# [Data rows]

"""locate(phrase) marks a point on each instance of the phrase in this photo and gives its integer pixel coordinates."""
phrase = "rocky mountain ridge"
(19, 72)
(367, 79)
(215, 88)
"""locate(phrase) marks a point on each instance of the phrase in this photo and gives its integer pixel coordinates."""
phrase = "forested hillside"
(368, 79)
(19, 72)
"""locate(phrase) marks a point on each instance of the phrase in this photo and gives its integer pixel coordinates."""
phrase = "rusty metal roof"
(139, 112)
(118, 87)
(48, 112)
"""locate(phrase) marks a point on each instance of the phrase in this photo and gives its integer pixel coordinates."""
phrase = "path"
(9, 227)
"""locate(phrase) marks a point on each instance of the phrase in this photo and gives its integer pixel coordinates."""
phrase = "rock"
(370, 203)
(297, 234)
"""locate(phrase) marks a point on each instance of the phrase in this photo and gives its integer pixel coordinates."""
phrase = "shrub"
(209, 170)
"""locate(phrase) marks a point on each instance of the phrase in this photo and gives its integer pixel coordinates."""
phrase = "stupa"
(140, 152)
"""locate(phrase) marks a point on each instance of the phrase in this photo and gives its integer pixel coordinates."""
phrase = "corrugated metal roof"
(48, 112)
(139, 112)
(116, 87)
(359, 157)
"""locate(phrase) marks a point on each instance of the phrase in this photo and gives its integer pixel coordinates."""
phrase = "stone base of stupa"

# [Work to do]
Write out the data again, exactly and in full.

# [Completed exercise]
"""locate(phrase) marks a point on each instance of the phrase in this photo and gives its integer pixel coordinates."""
phrase = "rocky mountain ridge"
(19, 72)
(367, 79)
(215, 88)
"""locate(phrase) marks a point on each instance of the phrase in this photo and gives its integer pixel coordinates."""
phrase = "forested hillside"
(368, 79)
(19, 72)
"""locate(phrase) marks a point on each instance of the phrase in this photo and gives its integer pixel coordinates."""
phrase = "rusty metal roof"
(139, 112)
(118, 87)
(48, 112)
"""locate(phrase) marks a point on each instance of the phrase in this photo and gives its integer pixel coordinates."""
phrase = "path"
(9, 227)
"""locate(phrase) marks a point on each instance of the phrase in this photo and gives its integer pixel coordinates."""
phrase = "rock"
(370, 203)
(297, 234)
"""locate(phrase) marks a point on each instance of the phrase in this photo and gives its integer pixel coordinates."""
phrase = "shrub"
(209, 170)
"""locate(phrase) marks a point on each instance of the phrase in this photo and gives its integer pixel coordinates."""
phrase = "stupa"
(140, 152)
"""locate(phrase) marks a point on each instance of the phrase in this photo and gives its integer pixel coordinates."""
phrase = "corrugated metal roof"
(48, 112)
(139, 112)
(116, 87)
(359, 157)
"""locate(phrase) marks a point on each instance of the phrase in this photo and gives its integer pixel coordinates."""
phrase = "stone base of stupa"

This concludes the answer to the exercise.